# start of Material supplied

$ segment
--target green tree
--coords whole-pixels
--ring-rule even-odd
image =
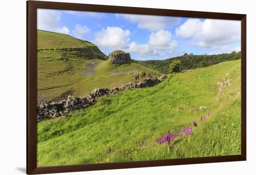
[[[169,71],[170,73],[180,72],[182,62],[181,60],[174,60],[169,64]]]

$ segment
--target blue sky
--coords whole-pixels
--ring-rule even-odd
[[[107,55],[121,50],[134,59],[162,60],[240,50],[239,21],[49,9],[37,14],[38,29],[90,41]]]

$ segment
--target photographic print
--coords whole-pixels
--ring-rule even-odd
[[[38,8],[38,167],[241,155],[241,22]]]

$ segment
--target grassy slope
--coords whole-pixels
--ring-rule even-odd
[[[84,50],[65,50],[74,48]],[[96,88],[119,87],[133,81],[131,74],[110,76],[111,71],[138,69],[159,75],[132,61],[121,66],[111,65],[95,45],[67,35],[38,31],[38,95],[47,100],[58,101],[68,95],[84,96]],[[99,63],[96,74],[81,75],[92,61]]]
[[[69,117],[40,122],[38,166],[240,154],[240,67],[237,60],[169,75],[153,87],[102,97]],[[217,82],[228,77],[232,84],[216,102]],[[201,106],[208,107],[193,109]],[[210,119],[200,122],[208,111]],[[193,120],[197,128],[189,139],[172,143],[170,150],[154,141]]]
[[[204,68],[220,62],[241,59],[241,52],[237,53],[211,55],[188,55],[177,56],[163,60],[137,61],[143,66],[162,74],[169,73],[169,64],[174,59],[181,61],[181,70]]]

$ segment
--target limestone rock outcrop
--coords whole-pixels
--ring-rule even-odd
[[[121,64],[131,59],[130,54],[122,50],[115,50],[109,54],[108,61],[115,64]]]

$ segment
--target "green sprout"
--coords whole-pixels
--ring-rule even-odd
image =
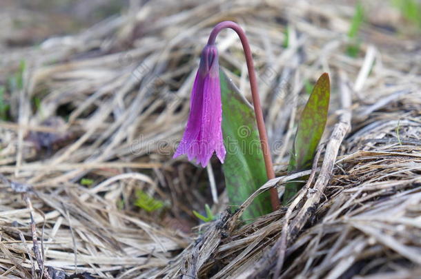
[[[210,207],[208,204],[205,205],[205,211],[206,212],[206,216],[204,216],[195,210],[193,210],[193,214],[204,222],[210,222],[216,220],[216,217],[212,214]]]
[[[137,198],[135,202],[135,205],[148,212],[153,212],[164,207],[163,202],[153,198],[142,190],[136,191],[136,197]]]
[[[285,31],[284,31],[284,43],[282,44],[282,46],[284,47],[284,48],[288,48],[288,47],[289,46],[289,37],[290,37],[290,32],[291,32],[291,27],[289,25],[286,26],[286,28],[285,28]]]
[[[351,27],[348,31],[348,38],[351,43],[346,48],[346,54],[351,57],[356,57],[360,52],[360,41],[358,38],[361,24],[364,19],[364,9],[360,1],[355,5],[355,11],[352,18]]]
[[[311,94],[298,121],[288,170],[300,172],[311,167],[315,152],[324,132],[331,94],[329,76],[323,74],[313,87]],[[306,179],[304,177],[302,180]],[[304,185],[289,182],[285,185],[283,203],[291,199]]]
[[[0,86],[0,119],[7,121],[8,112],[10,109],[10,105],[6,103],[4,99],[4,86]]]
[[[80,183],[84,186],[90,186],[94,184],[94,180],[89,178],[82,178],[80,180]]]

# end of Material supplied

Task prompt »
Edit all of the rows above so that each "even-odd" becomes "nonzero", keeping everything else unchanged. Leave the pictures out of the edited rows.

Result of this exercise »
$ segment
--target green tree
--coords whole-pixels
--ring-rule nonzero
image =
[[[169,71],[170,73],[180,72],[182,62],[181,60],[174,60],[169,64]]]

$ segment
--target blue sky
--coords whole-pixels
--ring-rule nonzero
[[[107,55],[121,50],[134,59],[162,60],[240,50],[239,21],[49,9],[37,14],[38,29],[90,41]]]

$ segment
--target photographic print
--coords whole-pixels
--ring-rule nonzero
[[[38,8],[38,167],[241,155],[241,22]]]

$ segment
--target grassy slope
--coords whole-pixels
--ring-rule nonzero
[[[84,50],[65,50],[74,48]],[[96,88],[119,87],[133,81],[131,74],[110,76],[111,71],[138,69],[159,75],[132,61],[121,66],[111,65],[95,45],[67,35],[38,31],[38,95],[47,100],[58,101],[68,95],[84,96]],[[99,63],[96,74],[81,75],[92,61]]]
[[[69,117],[40,122],[38,166],[240,154],[240,67],[237,60],[169,75],[153,87],[102,97]],[[217,82],[228,77],[232,84],[216,102]],[[201,106],[208,107],[193,109]],[[210,119],[200,122],[208,111]],[[193,120],[197,128],[189,139],[172,143],[170,150],[154,141]]]
[[[204,68],[220,62],[241,59],[241,52],[237,53],[211,55],[188,55],[177,56],[163,60],[137,61],[143,66],[162,74],[169,73],[169,64],[174,59],[181,61],[181,70]]]

$ segment
--target limestone rock outcrop
--coords whole-pixels
--ring-rule nonzero
[[[121,64],[131,59],[130,54],[122,50],[115,50],[109,54],[108,61],[115,64]]]

$ segment
--target "green sprout"
--coords whole-pixels
--ring-rule nonzero
image =
[[[210,207],[208,204],[205,205],[205,211],[206,212],[206,216],[204,216],[195,210],[193,210],[193,214],[204,222],[210,222],[216,220],[216,217],[212,214]]]
[[[137,198],[135,202],[135,205],[148,212],[153,212],[164,207],[163,202],[153,198],[142,190],[136,191],[136,197]]]
[[[285,31],[284,31],[284,43],[282,44],[282,46],[284,47],[284,48],[288,48],[288,47],[289,46],[289,37],[290,37],[290,32],[291,32],[291,27],[289,25],[286,26],[286,28],[285,28]]]
[[[351,27],[348,31],[348,38],[351,43],[346,48],[346,54],[351,57],[356,57],[360,52],[360,41],[358,38],[361,24],[364,19],[364,9],[360,1],[355,5],[355,11],[352,18]]]
[[[311,94],[298,121],[288,170],[300,172],[311,167],[315,152],[324,132],[331,94],[329,76],[323,74],[313,87]],[[306,179],[304,177],[302,180]],[[304,185],[289,182],[285,185],[283,203],[291,199]]]
[[[0,86],[0,119],[7,121],[8,112],[10,109],[10,105],[6,103],[4,99],[4,86]]]
[[[80,183],[84,186],[90,186],[94,184],[94,180],[89,178],[82,178],[80,180]]]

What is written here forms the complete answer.